I didnt say that buying cheaper saddles is a good idea ; i was stating that some saddles can be purchased for under $500 and be really great like most of my saddles. All of my saddles have cost way under $400 and have lasted me 10 years and still look brand new and work absolutely fine.


----------



## jmjackson712 (Nov 21, 2008)

honestly, I've only ever owned a billy cook, but have obviously ridden other saddles (ranch and roping saddles) and love my Billy Cook. It's pretty much an all around saddle. Can be used for roping, pleasure riding, etc. Looks great and hardly looks used. I LOVE IT. My wife barrel races and uses a Bob Marshal treeless saddle and says she will NEVER go back to a treed saddle again. I have sat in it and they are VERY comfortable with big swells so you are DEFINITELY not coming out of it.


----------



## Rebelappy (Dec 22, 2008)

i have a blue ridge barrel saddle not the top end of saddles but it fits my barrel racing horse and its so light which makes hnim happier before that i had a circle Y all around saddle which was beautiful but was heavy and didnt fit my younger gelding and was heavy and made riding him misrable .. so im happy with my barrel saddle


----------



## OliviaM14 (Mar 7, 2009)

I love my prestige. and sooooo many ppl are going to kill me for this, but vegas hurt my booty so much they are so hard.


----------



## Sunny06 (Jun 22, 2009)

Favorite: English Stubben

Least: Cut back knock-off made of cheap indian leather. Thankfully it was cheap.


----------



## Tennessee (Dec 7, 2008)

My favorite saddle is the one I am in now. It is an off brand(Circle W, I believe), but works just as well as the top brand saddles, and it completely safe and sturdy, not to mention, the tooling on it is AWESOME. But, brand speaking, my favorite is Tex Tan. My last saddle was a Tex Tan barrel saddle and lasted me forever, but I outgrew it and I bought the Circle W.

RECORDED INFORMATION →
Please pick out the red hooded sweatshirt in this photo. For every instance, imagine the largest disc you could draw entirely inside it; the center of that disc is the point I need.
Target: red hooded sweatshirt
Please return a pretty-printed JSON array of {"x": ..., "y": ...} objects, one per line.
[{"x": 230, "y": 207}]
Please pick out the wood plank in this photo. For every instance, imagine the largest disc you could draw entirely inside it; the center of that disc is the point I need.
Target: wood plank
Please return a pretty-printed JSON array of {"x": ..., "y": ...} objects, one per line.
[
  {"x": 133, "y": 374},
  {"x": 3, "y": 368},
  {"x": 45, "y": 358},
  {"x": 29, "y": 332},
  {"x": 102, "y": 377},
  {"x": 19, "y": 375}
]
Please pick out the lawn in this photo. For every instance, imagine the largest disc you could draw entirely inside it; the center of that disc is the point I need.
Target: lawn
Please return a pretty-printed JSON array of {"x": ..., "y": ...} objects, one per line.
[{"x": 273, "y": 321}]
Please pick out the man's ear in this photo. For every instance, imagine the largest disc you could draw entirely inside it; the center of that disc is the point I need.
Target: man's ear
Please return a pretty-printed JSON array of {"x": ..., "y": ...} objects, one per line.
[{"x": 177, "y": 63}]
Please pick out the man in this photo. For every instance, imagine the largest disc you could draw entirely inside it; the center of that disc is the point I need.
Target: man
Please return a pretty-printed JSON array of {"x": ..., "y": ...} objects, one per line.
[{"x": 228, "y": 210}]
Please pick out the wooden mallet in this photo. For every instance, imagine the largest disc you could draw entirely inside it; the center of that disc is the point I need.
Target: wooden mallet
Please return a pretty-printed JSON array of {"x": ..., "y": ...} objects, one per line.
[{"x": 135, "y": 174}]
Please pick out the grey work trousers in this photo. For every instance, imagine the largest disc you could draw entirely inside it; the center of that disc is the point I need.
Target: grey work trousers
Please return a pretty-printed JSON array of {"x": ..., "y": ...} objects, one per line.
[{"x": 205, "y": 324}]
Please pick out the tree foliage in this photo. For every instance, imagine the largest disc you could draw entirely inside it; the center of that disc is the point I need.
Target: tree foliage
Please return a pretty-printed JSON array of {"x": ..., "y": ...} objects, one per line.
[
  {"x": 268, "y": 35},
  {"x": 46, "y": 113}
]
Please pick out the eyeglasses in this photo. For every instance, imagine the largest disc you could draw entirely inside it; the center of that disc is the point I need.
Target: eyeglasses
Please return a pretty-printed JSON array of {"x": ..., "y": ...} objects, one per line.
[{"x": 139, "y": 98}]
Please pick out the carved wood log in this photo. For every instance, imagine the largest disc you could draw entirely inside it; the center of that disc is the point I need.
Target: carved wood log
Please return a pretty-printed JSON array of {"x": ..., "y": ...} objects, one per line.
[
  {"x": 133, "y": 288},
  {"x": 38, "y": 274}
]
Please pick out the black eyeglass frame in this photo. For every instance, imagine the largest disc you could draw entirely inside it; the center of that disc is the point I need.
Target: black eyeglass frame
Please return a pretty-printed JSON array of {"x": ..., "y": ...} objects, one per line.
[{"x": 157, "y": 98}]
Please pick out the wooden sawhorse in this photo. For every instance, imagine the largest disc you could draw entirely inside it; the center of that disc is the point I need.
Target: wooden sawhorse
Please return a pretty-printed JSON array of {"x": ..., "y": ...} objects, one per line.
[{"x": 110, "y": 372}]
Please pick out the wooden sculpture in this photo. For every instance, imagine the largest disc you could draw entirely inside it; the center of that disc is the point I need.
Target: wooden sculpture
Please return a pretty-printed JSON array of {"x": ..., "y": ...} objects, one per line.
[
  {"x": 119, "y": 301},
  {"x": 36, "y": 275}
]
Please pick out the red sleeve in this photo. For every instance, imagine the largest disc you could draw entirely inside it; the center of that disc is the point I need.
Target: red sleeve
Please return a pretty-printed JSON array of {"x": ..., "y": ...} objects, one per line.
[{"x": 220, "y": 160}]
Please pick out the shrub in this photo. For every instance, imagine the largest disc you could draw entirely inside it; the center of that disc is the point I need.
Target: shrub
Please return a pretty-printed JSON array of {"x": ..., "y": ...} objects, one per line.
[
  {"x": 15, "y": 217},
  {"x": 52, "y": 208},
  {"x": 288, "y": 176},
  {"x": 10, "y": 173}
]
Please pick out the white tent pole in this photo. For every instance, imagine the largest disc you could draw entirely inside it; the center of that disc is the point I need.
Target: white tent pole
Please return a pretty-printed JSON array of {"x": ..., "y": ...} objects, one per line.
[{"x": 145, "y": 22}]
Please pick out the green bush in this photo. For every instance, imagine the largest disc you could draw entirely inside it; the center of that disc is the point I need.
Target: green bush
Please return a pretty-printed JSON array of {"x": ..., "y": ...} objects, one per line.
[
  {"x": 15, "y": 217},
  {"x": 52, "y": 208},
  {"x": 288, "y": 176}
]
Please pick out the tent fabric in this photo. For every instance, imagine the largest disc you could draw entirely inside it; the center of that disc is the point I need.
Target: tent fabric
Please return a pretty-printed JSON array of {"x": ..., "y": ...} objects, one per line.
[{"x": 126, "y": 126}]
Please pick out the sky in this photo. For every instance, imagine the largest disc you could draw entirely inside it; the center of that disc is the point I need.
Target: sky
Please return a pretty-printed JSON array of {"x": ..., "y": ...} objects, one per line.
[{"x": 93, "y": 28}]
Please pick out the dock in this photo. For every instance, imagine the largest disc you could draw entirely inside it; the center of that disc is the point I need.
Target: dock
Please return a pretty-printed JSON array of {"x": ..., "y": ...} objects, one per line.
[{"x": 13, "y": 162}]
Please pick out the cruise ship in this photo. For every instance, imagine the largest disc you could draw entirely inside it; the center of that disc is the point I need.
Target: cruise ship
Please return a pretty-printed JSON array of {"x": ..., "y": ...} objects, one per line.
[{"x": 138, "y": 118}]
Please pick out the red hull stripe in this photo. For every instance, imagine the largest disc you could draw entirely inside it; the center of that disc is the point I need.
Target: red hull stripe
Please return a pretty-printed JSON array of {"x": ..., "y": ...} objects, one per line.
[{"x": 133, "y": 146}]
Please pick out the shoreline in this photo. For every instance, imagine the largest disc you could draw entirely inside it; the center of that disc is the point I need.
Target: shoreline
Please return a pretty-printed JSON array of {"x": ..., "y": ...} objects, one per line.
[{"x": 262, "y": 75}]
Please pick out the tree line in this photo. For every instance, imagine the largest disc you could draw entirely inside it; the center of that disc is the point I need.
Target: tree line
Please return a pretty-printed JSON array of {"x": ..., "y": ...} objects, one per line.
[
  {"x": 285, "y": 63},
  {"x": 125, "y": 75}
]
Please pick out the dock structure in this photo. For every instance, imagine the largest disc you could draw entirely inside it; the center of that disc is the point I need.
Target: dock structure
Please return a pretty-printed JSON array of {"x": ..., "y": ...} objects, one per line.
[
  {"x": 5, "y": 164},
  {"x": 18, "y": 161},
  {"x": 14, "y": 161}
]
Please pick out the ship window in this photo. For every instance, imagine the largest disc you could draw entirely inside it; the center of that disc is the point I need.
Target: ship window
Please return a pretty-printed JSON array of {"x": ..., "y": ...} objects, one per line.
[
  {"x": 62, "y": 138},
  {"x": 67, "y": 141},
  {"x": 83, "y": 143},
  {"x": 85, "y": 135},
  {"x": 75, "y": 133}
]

TASK → From the saddle discussion, extract the stretch from "honestly, I've only" through "coming out of it." word for word.

THE REPLY →
honestly, I've only ever owned a billy cook, but have obviously ridden other saddles (ranch and roping saddles) and love my Billy Cook. It's pretty much an all around saddle. Can be used for roping, pleasure riding, etc. Looks great and hardly looks used. I LOVE IT. My wife barrel races and uses a Bob Marshal treeless saddle and says she will NEVER go back to a treed saddle again. I have sat in it and they are VERY comfortable with big swells so you are DEFINITELY not coming out of it.